-- Selected excerpt --

>>>

I did grow up in Nairobi, yet I also did not grow up in Nairobi. I spent the first 3 years of my life in Kahawa Wendani before I moved to Meru. Back then, Kahawa was a dusty suburb populated with army personnel and Kenyatta University staff members. My father was one of them, a Kiswahili lecturer at KU. We lived in a 2nd-floor flat that had its year of birth curved on the façade. I think it was 1975.
My earliest memories are set in Kahawa Wendani. I remember every morning at 6 AM the train would whistle as it chugged towards wherever it went. That was my alarm to wake up. I would excitedly run to the window and look down towards Githũrai and watch as the train bisected the landscape. It is sad that I never got to board the train. I never will. Blame the SGR.
Kahawa Wendani had a bunch of yellow acacia trees that tourists like. Guess who else loved acacia trees? Weaverbirds. There was a real estate boom on those acacia trees back then. Each had thousands of those yellow birds serenading Kahawa residents all day long. Guess who loved weaverbirds? Boys. Boys with catapults. Killing two birds with one stone has come naturally to me ever since. Kahawa Wendani today is a different animal to the one I grew up in. It has become a hodgepodge of urbanization overflowing with students. The train no longer whistles. The weaverbirds? Well, they received their eviction notices a long while back.
Meru on the other hand was a natural paradise for me. Instead of early morning trains, Meru treated me to elephants. Morning rides to school took us through a forest that jumbos liked. Our small imaginations could not contain the immense grace of elephants. To date, elephants have a great standing within me.
I remember loving to graze cows in Tharaka with my cousins in the expansive bushland that my grandfather owned. That bush land contains most of my naughty moments, least of all being the stoning of cobras and being the chief spectator of boys fighting. The vestiges of that wild side have remained with me.
For 15 years, Meru raised me, and most of those years were spent in boarding school. I think boarding school in Meru was engineered to prepare boys for the then-unknown future of living in the city. When I came back to Nairobi in my 18th year, my attitude was more than ready for conquest.
The first year back in Nairobi was a steep learning curve for me. Google Maps helped me get to more auditions than I can count. Of course, the routine theft was inescapable. But within the city’s hard, boorish outlook, lay a soft core. A kind spot if you like. Nairobi is a city of unnatural contrasts. The concoction of men, beasts, buildings and machines was discombobulating at first, but soon enough, I knew my way around. They’ve been 7 adventurous years of bending Nairobi’s will.
- What do you love about Nairobi?
Nairobi is a hungry, impatient beast. This city breathes, eats and lives urgently. I love the charged-up atmosphere here. Nairobi does not allow you to sit idle. And have you noticed how the city loves money? The moment you step out of your house with a 1,000 bob the city always knows how to help you get rid of it.
I like what is becoming of Nairobi’s artsy scene. The art arena is exploding with new talents and new spaces and new audiences. It is exciting to be an artist right now in Nairobi.
Have you seen all those new, tall, mirror-like buildings? I don’t care that they’re largely empty, they make me swell up with pride. They are setting the standards for our ambition. Kids born in Nairobi today will look at these edifices and see their futures reflected in them. They will have to scale their dreams to fit into these vertical spaces. And that’s a great thing for the future.

<<<

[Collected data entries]
>>>

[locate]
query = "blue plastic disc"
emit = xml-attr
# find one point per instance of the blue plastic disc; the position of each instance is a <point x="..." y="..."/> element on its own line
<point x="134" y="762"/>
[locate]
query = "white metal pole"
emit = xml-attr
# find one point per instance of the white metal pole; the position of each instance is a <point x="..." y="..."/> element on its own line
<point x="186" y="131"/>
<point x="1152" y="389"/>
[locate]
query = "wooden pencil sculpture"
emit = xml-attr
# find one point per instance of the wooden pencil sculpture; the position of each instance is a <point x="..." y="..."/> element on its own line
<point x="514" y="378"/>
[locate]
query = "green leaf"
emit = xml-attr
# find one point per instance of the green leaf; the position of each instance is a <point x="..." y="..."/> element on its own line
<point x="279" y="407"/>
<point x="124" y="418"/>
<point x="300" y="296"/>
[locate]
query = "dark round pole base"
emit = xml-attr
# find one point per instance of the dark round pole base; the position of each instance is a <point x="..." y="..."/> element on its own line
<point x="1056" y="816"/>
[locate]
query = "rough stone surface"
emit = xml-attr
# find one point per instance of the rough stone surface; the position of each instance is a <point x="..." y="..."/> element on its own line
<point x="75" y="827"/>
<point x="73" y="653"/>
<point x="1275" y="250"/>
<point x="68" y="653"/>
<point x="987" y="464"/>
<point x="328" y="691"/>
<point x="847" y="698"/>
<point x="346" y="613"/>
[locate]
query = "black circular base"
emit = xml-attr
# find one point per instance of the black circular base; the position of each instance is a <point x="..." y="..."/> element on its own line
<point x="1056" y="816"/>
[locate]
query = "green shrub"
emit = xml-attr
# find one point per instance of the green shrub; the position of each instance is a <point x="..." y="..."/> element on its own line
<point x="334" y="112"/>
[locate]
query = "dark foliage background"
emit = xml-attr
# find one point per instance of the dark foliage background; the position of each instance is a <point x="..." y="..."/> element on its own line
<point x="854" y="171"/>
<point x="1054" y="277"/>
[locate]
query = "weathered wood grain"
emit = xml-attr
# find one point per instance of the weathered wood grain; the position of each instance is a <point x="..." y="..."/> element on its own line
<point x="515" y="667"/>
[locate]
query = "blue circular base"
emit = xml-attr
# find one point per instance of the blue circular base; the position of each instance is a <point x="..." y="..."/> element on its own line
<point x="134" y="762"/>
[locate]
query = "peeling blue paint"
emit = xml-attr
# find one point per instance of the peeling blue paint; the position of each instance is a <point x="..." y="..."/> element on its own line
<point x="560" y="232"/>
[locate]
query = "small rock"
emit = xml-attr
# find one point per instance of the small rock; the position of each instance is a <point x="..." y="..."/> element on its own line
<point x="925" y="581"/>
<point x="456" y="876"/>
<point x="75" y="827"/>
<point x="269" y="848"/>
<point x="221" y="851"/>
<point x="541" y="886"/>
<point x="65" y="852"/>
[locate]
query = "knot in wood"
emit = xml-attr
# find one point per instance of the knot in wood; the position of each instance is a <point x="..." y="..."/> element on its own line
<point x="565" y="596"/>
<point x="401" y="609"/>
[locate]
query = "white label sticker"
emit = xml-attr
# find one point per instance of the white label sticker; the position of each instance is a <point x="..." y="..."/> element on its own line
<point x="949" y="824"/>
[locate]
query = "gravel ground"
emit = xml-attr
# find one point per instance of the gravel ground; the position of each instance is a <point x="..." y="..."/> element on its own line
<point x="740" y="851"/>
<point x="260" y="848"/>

<<<

-- Stated goal 1 --
Reproduce the passage of the Nairobi and Meru memoir starting with "- What do you" and going on through "get rid of it.".
-- Stated goal 2 --
Render this sentence from the Nairobi and Meru memoir in Spanish: "Nairobi is a city of unnatural contrasts."
The entries play no part in the tasks that come after them.

-- Written answer 1 --
- What do you love about Nairobi?
Nairobi is a hungry, impatient beast. This city breathes, eats and lives urgently. I love the charged-up atmosphere here. Nairobi does not allow you to sit idle. And have you noticed how the city loves money? The moment you step out of your house with a 1,000 bob the city always knows how to help you get rid of it.

-- Written answer 2 --
Nairobi es una ciudad de contrastes antinaturales.